Rewrite the passage on FC Suhareka starting at "- Website: fcsuhareka.com" and ending at "in the country.", using "highest tier" in place of "top tier".

***** Passage to read

FC Suhareka
- Full name: Klub Futbollistik Suhareka
- Founded: 5 June 2023; 2 years ago
- Ground: Boka-Boka Stadium, Korishë
- Capacity: 1,500
- Owner: Local investors Adrian Hoxhaj; Avni Aliaj; Edi Berisha; Fadil Bytyqi; Jetmir Bytyqi;
- Chairman: Rrustem Aliaj
- Manager: Mirel Josa
- League: Kosovo Superleague
- 2023–24: Kosovo First League – Group A, 1st of 10 (promoted)
- Website: fcsuhareka.com

= FC Suhareka =

Football club in Kosovo

Football Club Suhareka (Klubi Futbollistik Suhareka), commonly known as Suhareka, is a football club based in Suva Reka, Kosovo. The club plays in the Superleague of Kosovo, which is the top tier of football in the country.

**********
***** Dataset rows

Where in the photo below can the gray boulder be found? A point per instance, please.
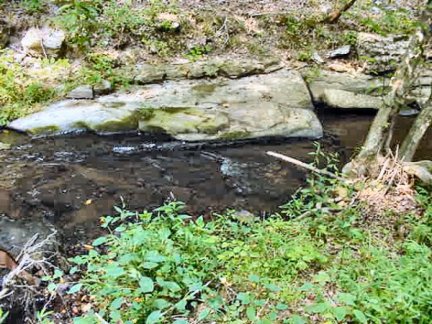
(44, 41)
(81, 92)
(348, 100)
(276, 104)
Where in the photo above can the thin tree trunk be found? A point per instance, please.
(400, 85)
(416, 133)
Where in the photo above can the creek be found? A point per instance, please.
(72, 181)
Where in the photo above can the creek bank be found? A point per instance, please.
(190, 110)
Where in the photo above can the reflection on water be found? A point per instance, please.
(72, 181)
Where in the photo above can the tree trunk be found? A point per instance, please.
(334, 16)
(400, 85)
(418, 129)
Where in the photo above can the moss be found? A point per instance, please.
(182, 121)
(129, 123)
(45, 130)
(203, 90)
(235, 135)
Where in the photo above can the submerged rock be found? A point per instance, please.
(14, 234)
(339, 52)
(344, 99)
(276, 104)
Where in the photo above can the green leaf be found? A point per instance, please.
(317, 308)
(114, 271)
(116, 303)
(73, 270)
(161, 303)
(181, 305)
(203, 314)
(251, 313)
(272, 287)
(340, 312)
(74, 289)
(360, 316)
(254, 278)
(296, 319)
(281, 306)
(154, 256)
(306, 286)
(99, 241)
(149, 265)
(244, 298)
(154, 317)
(146, 285)
(52, 287)
(181, 321)
(347, 299)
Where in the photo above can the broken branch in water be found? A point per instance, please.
(305, 165)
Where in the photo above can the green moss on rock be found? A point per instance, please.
(45, 130)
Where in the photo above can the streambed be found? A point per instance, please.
(72, 181)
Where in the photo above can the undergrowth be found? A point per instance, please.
(313, 262)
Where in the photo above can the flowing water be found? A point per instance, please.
(72, 181)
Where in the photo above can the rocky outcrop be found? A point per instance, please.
(358, 90)
(45, 41)
(225, 67)
(380, 53)
(344, 99)
(276, 104)
(334, 89)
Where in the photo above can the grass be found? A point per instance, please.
(315, 261)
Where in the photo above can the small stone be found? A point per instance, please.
(81, 92)
(339, 52)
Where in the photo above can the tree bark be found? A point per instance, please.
(334, 16)
(400, 85)
(416, 133)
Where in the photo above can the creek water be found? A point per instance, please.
(71, 181)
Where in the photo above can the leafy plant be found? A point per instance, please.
(79, 18)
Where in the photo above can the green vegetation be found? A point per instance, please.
(20, 90)
(316, 261)
(106, 23)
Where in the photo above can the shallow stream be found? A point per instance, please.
(72, 181)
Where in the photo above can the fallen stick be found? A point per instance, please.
(305, 165)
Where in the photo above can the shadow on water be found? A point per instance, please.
(72, 181)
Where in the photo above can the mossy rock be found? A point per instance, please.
(175, 121)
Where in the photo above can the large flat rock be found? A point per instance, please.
(276, 104)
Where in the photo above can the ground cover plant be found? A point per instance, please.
(316, 261)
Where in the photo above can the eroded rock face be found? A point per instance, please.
(358, 90)
(276, 104)
(230, 68)
(381, 53)
(322, 85)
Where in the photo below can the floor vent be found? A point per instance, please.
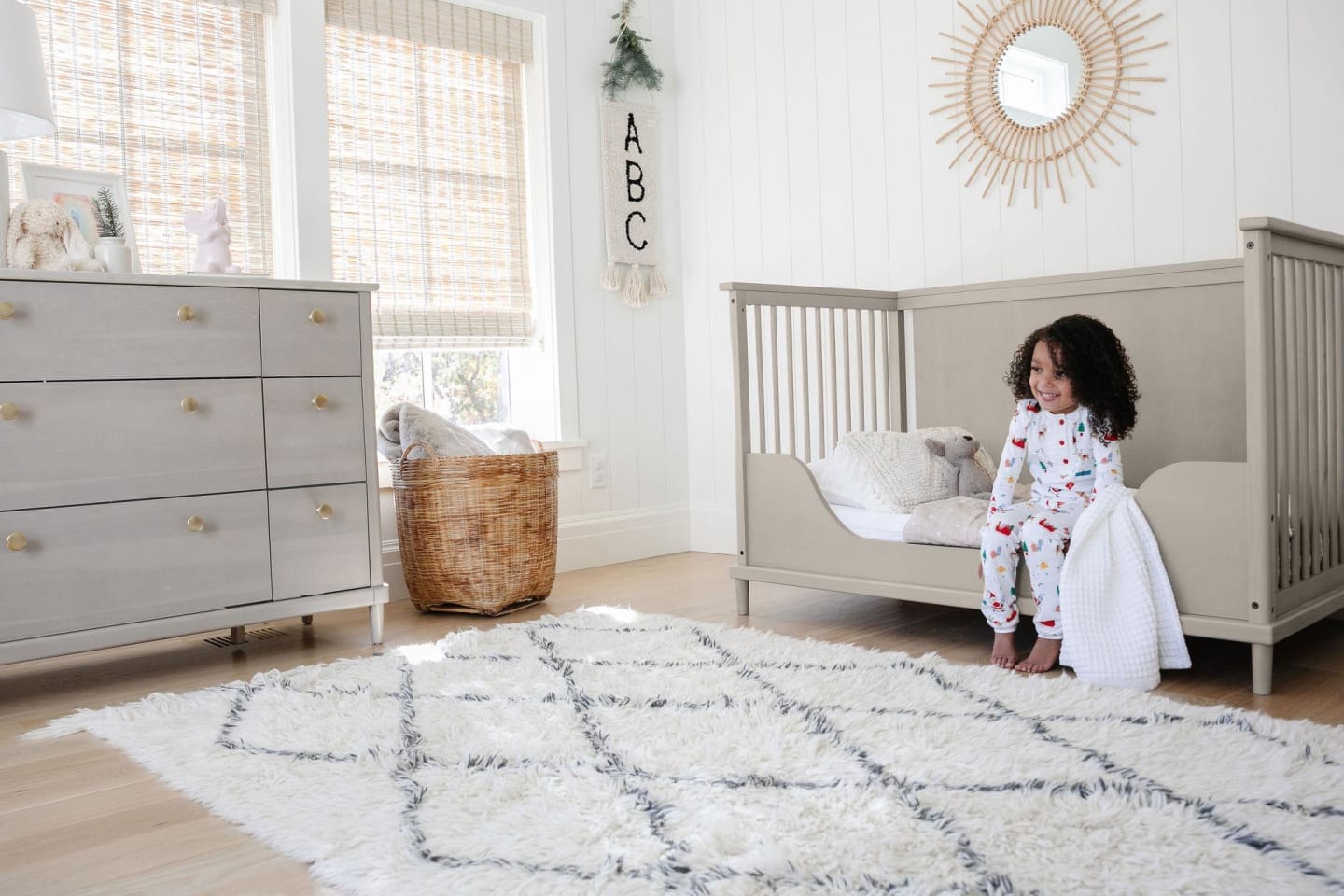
(253, 635)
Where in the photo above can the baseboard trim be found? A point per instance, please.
(714, 529)
(593, 540)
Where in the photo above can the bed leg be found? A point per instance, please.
(1262, 668)
(744, 587)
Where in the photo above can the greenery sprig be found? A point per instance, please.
(629, 63)
(106, 217)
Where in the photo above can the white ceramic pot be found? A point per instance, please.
(113, 253)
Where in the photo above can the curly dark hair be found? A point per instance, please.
(1097, 366)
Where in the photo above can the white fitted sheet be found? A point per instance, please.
(880, 525)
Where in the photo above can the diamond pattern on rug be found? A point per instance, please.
(613, 752)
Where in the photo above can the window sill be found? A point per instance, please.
(570, 457)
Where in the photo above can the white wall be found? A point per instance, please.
(808, 156)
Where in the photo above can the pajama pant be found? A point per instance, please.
(1041, 535)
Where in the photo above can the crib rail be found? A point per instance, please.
(1295, 287)
(812, 364)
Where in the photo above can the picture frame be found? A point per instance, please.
(74, 189)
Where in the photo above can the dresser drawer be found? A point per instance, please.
(116, 441)
(319, 540)
(118, 330)
(315, 430)
(309, 333)
(85, 567)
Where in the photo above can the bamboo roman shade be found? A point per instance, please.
(427, 170)
(173, 94)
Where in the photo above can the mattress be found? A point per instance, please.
(880, 525)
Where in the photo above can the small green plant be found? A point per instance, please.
(629, 63)
(106, 216)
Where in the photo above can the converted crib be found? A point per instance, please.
(1238, 455)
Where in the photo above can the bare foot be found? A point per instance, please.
(1004, 653)
(1042, 657)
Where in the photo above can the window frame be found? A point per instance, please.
(301, 183)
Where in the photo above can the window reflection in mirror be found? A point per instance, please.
(1038, 76)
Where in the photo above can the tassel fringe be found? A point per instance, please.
(657, 282)
(610, 278)
(635, 294)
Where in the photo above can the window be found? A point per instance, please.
(173, 94)
(1034, 83)
(427, 171)
(469, 387)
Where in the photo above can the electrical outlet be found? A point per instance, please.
(597, 470)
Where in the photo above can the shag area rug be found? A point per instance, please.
(607, 751)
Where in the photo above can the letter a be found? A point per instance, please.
(632, 133)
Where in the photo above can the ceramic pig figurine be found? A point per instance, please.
(213, 235)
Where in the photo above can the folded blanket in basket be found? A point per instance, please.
(501, 440)
(400, 425)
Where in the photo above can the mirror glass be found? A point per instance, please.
(1039, 76)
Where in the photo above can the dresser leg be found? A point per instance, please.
(375, 623)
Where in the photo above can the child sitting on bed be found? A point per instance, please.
(1077, 394)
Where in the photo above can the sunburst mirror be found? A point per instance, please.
(1038, 88)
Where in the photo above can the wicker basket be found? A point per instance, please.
(477, 534)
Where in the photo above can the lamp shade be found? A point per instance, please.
(24, 100)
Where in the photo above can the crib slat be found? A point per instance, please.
(806, 387)
(885, 379)
(873, 369)
(1319, 449)
(1281, 440)
(821, 395)
(788, 381)
(1329, 419)
(760, 390)
(1295, 406)
(859, 367)
(834, 375)
(1337, 403)
(845, 348)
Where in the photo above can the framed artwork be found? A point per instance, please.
(74, 191)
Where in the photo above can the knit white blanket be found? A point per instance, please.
(1115, 601)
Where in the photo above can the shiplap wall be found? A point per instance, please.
(808, 156)
(623, 370)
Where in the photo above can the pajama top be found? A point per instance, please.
(1068, 461)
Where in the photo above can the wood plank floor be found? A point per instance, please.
(79, 817)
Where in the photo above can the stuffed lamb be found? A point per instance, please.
(45, 237)
(972, 480)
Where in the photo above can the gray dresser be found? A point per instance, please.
(180, 455)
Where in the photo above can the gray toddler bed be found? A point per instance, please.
(1238, 455)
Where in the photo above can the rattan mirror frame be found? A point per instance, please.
(1019, 156)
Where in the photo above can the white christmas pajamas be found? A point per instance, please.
(1069, 467)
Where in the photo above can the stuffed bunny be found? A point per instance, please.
(961, 453)
(213, 237)
(45, 237)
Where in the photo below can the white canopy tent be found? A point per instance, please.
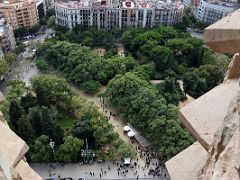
(126, 128)
(131, 134)
(127, 161)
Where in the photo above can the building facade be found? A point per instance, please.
(7, 40)
(212, 11)
(19, 13)
(112, 13)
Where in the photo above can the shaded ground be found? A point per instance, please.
(77, 171)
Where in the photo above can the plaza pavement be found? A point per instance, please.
(76, 171)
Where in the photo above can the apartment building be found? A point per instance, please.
(7, 40)
(113, 13)
(211, 11)
(19, 13)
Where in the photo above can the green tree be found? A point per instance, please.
(41, 151)
(82, 128)
(42, 64)
(15, 113)
(51, 90)
(9, 57)
(71, 149)
(25, 129)
(16, 89)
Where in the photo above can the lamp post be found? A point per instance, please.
(87, 152)
(52, 144)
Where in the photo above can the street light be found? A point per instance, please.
(52, 144)
(87, 153)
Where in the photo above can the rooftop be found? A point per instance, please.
(203, 116)
(224, 36)
(126, 4)
(188, 163)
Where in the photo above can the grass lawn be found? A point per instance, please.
(65, 120)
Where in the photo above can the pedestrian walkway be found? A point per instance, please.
(108, 170)
(117, 123)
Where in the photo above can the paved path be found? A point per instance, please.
(77, 171)
(117, 123)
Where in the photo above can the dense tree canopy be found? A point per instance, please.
(85, 69)
(142, 105)
(70, 150)
(34, 114)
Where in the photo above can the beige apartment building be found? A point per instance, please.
(19, 13)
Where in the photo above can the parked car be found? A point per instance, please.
(66, 178)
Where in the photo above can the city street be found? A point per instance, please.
(24, 69)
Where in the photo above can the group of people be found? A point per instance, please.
(104, 106)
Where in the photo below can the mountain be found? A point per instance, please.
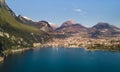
(25, 20)
(14, 34)
(41, 25)
(104, 30)
(44, 26)
(71, 27)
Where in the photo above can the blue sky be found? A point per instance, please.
(86, 12)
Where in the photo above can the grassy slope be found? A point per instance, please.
(7, 17)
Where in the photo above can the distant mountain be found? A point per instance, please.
(104, 30)
(25, 20)
(71, 27)
(15, 34)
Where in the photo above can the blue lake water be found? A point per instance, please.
(62, 60)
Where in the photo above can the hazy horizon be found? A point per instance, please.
(85, 12)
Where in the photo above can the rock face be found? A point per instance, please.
(71, 27)
(25, 20)
(104, 30)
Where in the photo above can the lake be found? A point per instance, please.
(62, 60)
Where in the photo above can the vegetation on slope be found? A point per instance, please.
(14, 34)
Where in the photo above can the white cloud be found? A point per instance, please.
(78, 10)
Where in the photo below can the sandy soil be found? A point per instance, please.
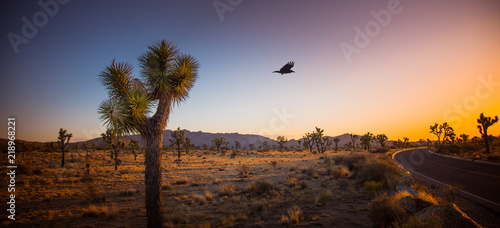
(205, 190)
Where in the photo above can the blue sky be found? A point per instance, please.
(430, 57)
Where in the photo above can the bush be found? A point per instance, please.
(385, 211)
(376, 170)
(350, 160)
(228, 190)
(324, 198)
(260, 187)
(449, 149)
(339, 171)
(372, 186)
(381, 150)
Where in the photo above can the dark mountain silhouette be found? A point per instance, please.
(286, 69)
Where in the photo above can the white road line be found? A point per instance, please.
(462, 191)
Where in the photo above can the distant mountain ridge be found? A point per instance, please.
(199, 138)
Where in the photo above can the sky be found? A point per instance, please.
(385, 67)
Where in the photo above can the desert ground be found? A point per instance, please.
(205, 189)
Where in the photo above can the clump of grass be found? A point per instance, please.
(181, 181)
(385, 210)
(208, 195)
(100, 211)
(339, 171)
(413, 222)
(376, 170)
(261, 186)
(244, 170)
(292, 181)
(350, 160)
(293, 216)
(228, 190)
(324, 197)
(175, 220)
(372, 186)
(129, 192)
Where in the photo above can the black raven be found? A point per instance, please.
(286, 69)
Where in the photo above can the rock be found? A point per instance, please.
(410, 190)
(450, 215)
(405, 180)
(413, 205)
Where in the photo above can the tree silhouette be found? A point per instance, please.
(464, 138)
(354, 139)
(336, 141)
(112, 138)
(187, 144)
(282, 140)
(366, 140)
(218, 142)
(449, 133)
(63, 140)
(437, 130)
(308, 141)
(134, 145)
(485, 123)
(177, 139)
(381, 139)
(167, 79)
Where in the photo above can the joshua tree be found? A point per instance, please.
(134, 145)
(187, 144)
(63, 141)
(381, 139)
(336, 141)
(406, 142)
(218, 142)
(282, 140)
(177, 139)
(308, 141)
(437, 130)
(167, 78)
(237, 145)
(464, 138)
(354, 138)
(112, 137)
(422, 142)
(449, 133)
(366, 140)
(485, 123)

**********

#### [Correct result]
- Website: fcsuhareka.com

= FC Suhareka =

Football club in Kosovo

Football Club Suhareka (Klubi Futbollistik Suhareka), commonly known as Suhareka, is a football club based in Suva Reka, Kosovo. The club plays in the Superleague of Kosovo, which is the highest tier of football in the country.